### Cosa fare
Riporta senza modifiche il brano del testo sulle illusioni dell'umanità che va da "Gli autori elencano" fino a "ridotta a cervello)" compreso.
+++ Testo fornito +++
Il libro comincia parlando della “terza grande disillusione dell’umanità”:
1. Copernico → la Terra non è al centro dell’universo → disillusione cosmologica
2. Darwin → l’uomo deriva dagli animali → disillusione biologica
3. Freud → l’uomo non sempre razionale cosciente (inconscio) → disillusione psichica
● Il concetto di illusione cognitivista
Nei tempi contemporanei viviamo in una “società dell’illusione di massa”.
Gli autori elencano le illusioni principali che influenzano il nostro modo di vivere
● Illusione economico-finanziaria
● Illusione nazionale
● Illusione sessuale
● Illusione statuale
● Illusione della privacy
● Illusione enciclopedica
● Illusione cognitivista: la psicologia moderna asseconda il pensiero positivo,
ottimismo banalizzante, con ricerche che pongono al centro l’idea di felicità e di
salute ignorando la complessità del disagio
○ neuroscienze → riduzionismo cerebrocentrico (mente ridotta a cervello)
+++ Righe mostrate +++
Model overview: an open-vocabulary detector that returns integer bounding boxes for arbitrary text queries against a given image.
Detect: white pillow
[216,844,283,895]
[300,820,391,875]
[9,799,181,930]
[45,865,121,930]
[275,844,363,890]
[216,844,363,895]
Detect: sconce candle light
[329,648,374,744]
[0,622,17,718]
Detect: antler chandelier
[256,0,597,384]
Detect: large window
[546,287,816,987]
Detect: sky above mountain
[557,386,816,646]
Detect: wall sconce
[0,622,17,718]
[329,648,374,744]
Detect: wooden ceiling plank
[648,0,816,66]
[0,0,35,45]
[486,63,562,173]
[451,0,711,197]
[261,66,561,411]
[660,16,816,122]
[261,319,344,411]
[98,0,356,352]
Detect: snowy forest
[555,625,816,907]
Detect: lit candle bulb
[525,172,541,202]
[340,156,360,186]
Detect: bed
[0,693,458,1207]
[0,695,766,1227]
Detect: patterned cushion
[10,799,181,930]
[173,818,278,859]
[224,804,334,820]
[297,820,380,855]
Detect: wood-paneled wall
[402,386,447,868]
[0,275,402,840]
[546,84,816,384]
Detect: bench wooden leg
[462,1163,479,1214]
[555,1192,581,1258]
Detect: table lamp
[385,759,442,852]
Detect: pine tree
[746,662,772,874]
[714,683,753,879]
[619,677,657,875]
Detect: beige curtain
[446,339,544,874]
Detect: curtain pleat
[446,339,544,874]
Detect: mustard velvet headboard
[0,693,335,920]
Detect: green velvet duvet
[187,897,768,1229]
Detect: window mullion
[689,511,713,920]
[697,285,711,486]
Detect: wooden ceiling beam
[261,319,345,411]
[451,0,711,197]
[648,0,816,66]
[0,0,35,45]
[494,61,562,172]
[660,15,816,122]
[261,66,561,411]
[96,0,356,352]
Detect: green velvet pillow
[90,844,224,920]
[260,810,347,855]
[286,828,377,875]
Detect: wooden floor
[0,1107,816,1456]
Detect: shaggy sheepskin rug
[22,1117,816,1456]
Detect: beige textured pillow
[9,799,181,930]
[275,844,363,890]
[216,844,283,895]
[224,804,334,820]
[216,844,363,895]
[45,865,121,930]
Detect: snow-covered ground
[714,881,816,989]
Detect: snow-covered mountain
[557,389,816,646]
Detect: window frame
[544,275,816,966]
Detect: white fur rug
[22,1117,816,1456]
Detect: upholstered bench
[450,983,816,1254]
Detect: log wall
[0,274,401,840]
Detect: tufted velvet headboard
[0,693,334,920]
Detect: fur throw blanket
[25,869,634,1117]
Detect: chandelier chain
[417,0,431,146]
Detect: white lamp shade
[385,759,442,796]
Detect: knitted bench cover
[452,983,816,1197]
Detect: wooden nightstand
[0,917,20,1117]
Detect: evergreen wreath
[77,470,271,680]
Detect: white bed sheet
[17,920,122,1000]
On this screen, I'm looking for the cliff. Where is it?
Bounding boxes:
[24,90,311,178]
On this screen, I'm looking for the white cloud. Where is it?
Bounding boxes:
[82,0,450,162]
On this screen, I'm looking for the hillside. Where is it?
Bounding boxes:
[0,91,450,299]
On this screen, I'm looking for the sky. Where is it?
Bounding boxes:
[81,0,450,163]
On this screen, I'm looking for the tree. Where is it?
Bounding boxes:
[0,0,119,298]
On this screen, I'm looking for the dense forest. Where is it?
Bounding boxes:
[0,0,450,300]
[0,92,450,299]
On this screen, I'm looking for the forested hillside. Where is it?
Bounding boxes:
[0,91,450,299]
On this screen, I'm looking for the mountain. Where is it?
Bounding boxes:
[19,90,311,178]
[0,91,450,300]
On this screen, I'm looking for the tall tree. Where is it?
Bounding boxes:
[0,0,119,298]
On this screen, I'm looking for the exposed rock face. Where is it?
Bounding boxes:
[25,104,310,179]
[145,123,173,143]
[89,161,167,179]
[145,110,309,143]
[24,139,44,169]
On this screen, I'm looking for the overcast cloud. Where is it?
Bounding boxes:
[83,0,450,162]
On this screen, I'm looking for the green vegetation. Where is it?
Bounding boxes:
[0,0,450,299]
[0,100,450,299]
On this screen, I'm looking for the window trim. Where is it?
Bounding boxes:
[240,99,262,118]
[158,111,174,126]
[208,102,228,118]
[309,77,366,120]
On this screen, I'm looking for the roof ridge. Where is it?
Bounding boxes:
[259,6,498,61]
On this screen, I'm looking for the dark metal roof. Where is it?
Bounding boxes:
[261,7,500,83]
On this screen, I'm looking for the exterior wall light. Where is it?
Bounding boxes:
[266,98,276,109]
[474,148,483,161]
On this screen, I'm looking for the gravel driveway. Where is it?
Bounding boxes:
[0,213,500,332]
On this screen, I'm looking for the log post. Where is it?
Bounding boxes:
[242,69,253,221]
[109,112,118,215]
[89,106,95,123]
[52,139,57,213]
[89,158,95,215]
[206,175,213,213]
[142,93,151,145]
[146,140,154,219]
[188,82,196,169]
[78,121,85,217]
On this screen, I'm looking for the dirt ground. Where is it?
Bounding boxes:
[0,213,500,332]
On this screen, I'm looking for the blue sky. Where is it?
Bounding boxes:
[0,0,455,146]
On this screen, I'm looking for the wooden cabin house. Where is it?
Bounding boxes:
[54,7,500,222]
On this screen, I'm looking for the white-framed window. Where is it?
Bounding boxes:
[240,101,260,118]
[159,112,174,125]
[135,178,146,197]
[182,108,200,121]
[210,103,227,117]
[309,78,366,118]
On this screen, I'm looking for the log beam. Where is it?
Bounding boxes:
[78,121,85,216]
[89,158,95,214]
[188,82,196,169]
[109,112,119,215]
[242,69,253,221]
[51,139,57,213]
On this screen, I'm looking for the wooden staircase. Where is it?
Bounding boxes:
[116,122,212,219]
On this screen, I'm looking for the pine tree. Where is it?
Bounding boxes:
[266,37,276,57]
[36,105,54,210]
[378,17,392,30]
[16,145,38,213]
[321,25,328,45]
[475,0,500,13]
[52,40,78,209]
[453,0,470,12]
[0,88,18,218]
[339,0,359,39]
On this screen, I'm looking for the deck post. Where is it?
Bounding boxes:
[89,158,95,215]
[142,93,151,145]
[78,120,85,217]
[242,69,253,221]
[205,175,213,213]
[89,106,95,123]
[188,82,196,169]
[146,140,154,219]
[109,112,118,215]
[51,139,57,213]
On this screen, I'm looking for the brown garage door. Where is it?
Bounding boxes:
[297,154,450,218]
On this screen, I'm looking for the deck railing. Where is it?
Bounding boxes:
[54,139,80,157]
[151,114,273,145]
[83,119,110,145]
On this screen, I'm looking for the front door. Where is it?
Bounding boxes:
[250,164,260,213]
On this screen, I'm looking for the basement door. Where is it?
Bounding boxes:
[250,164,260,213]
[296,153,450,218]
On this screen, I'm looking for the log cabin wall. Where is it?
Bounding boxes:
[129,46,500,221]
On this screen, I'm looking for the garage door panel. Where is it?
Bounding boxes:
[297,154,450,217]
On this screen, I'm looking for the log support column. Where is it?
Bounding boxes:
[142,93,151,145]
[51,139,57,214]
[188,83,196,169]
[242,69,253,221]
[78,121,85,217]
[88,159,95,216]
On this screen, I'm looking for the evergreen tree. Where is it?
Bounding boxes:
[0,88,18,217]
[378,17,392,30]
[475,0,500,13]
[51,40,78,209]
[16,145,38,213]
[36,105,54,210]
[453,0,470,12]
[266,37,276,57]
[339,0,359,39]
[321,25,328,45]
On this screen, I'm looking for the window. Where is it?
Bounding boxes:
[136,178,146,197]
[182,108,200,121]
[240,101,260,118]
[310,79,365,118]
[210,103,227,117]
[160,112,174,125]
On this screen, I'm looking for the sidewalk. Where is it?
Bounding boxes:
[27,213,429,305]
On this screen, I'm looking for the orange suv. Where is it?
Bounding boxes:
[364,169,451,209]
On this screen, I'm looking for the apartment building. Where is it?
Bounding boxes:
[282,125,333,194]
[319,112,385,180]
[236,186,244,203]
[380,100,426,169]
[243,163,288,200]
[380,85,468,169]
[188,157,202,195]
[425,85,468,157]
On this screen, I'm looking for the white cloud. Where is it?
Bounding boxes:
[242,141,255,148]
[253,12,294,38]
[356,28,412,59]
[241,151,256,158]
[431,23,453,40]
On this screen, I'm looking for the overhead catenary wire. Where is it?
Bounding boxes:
+++
### Compito svolto
Gli autori elencano le illusioni principali che influenzano il nostro modo di vivere
● Illusione economico-finanziaria
● Illusione nazionale
● Illusione sessuale
● Illusione statuale
● Illusione della privacy
● Illusione enciclopedica
● Illusione cognitivista: la psicologia moderna asseconda il pensiero positivo,
ottimismo banalizzante, con ricerche che pongono al centro l’idea di felicità e di
salute ignorando la complessità del disagio
○ neuroscienze → riduzionismo cerebrocentrico (mente ridotta a cervello)